#### What to produce
Continue the passage on contract conditions for stores and materials on site, starting right after its last sentence.

#### Selection
In the case of stores provided under Schedule ' B', the contractor shall bear the cost of loading, transporting to site, unloading, storing under cover as required, assembling and joining the several parts together as necessary and incorporating and fixing these stores and materials in the works, including all preparatory work of whatever description as may be required, and of closing, preparing, loading and returning empty cases or containers to the place of issue without any extra charge."
Condition No. 33, so far as is material, runs thus :
" Condition 33--Stores and Materials on site :
Stores and materials required for the works are to be deposited by the contractor only in places to be indicated by the Engineer-in-charge ......

#### Information supplied
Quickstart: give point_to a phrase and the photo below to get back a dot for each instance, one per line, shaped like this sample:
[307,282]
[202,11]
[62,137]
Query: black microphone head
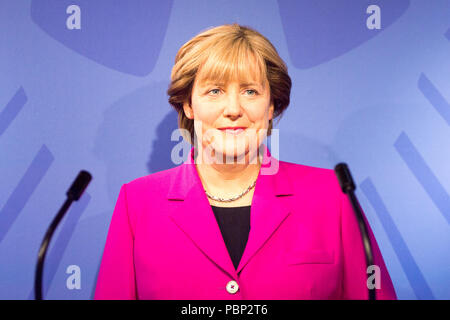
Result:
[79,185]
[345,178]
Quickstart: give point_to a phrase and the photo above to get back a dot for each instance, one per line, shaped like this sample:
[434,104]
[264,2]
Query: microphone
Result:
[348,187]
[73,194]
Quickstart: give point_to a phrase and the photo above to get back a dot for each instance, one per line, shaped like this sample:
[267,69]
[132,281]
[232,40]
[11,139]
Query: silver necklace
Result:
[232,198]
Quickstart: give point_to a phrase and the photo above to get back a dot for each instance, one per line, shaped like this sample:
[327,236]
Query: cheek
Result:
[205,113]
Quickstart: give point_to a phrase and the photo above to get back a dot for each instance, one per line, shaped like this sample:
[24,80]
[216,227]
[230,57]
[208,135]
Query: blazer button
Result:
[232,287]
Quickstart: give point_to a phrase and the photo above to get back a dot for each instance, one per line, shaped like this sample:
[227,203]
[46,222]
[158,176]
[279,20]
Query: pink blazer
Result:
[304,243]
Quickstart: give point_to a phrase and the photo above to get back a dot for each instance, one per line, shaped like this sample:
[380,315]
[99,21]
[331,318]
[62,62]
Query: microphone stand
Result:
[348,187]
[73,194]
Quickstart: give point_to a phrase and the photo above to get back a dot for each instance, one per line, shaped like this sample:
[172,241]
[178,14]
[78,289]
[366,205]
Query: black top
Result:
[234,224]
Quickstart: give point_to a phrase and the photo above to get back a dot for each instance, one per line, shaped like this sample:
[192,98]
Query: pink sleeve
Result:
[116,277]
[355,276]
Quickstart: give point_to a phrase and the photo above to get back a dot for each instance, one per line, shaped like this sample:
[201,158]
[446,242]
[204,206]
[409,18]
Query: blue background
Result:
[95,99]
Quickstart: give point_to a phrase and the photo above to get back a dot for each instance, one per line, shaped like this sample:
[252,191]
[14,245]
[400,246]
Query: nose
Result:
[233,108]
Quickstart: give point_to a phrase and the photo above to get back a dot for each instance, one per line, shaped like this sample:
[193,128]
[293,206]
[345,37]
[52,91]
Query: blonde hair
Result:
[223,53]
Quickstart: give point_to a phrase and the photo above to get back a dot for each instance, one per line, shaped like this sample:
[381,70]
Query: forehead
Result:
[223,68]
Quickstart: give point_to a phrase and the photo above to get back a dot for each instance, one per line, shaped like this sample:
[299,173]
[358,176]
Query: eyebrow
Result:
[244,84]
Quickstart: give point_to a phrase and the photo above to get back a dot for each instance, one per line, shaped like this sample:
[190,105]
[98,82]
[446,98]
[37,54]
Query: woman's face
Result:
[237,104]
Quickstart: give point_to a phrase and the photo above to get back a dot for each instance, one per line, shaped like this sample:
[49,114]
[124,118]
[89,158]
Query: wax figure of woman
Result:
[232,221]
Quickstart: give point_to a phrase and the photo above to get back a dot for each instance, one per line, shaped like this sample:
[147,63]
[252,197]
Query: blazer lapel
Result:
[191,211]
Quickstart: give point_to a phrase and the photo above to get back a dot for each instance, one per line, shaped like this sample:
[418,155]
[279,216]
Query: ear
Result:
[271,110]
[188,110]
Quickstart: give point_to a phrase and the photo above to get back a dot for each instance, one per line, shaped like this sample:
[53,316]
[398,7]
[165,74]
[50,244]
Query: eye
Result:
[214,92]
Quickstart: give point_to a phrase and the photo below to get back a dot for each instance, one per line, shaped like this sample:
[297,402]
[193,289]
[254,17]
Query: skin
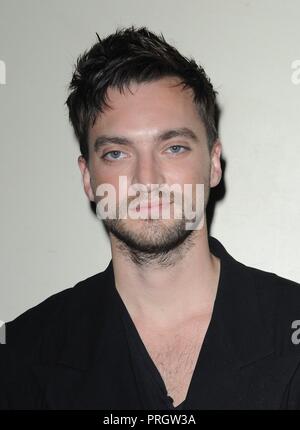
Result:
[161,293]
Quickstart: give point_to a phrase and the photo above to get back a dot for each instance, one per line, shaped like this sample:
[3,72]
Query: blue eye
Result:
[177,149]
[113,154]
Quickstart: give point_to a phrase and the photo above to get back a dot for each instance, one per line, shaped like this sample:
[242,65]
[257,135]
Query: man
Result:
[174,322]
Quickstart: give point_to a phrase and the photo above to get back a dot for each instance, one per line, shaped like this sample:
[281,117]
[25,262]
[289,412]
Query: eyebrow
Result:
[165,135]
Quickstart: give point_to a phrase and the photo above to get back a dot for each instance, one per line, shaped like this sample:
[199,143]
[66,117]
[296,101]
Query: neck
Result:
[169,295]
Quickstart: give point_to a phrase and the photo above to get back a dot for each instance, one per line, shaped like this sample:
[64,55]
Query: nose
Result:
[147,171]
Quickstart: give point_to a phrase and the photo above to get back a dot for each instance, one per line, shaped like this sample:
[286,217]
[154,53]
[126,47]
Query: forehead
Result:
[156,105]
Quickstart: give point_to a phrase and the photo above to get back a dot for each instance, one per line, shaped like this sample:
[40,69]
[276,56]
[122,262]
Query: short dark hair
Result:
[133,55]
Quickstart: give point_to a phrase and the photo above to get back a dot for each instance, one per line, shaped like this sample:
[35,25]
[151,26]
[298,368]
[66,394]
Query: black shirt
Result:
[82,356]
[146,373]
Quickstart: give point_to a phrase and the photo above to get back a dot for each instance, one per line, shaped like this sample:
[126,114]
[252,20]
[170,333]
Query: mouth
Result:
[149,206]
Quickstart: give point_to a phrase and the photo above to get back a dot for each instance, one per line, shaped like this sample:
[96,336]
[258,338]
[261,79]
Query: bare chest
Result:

#### Expected output
All stores and materials brought to the site shall become and remain the property of Government and shall not be removed off the site without the Prior written approval of the G.E. But whenever the works are finally completed, the contractor shall at his own expense forthwith remove from the site all surplus stores and materials originally supplied by him and, upon such removal the same shall revest in and become the property of the contractor. All Government stores and materials issued to the contractor for incorporation or fixing in the works and which, making due allowance for reasonable wear and tear and/or waste, have not on completion of the works been so incorporated or fixed shall be returned by the contractor at his own expense to the place of issue.
Surplus stores and/or materials returned by the contractor will be credited to him at a price not exceeding that at which the said stores and materials were originally issued to him but due consideration shall be given to and allowance claimed by Government in respect of any depreciation or damage suffered by the stores and/or materials whilst in the custody of the contractor."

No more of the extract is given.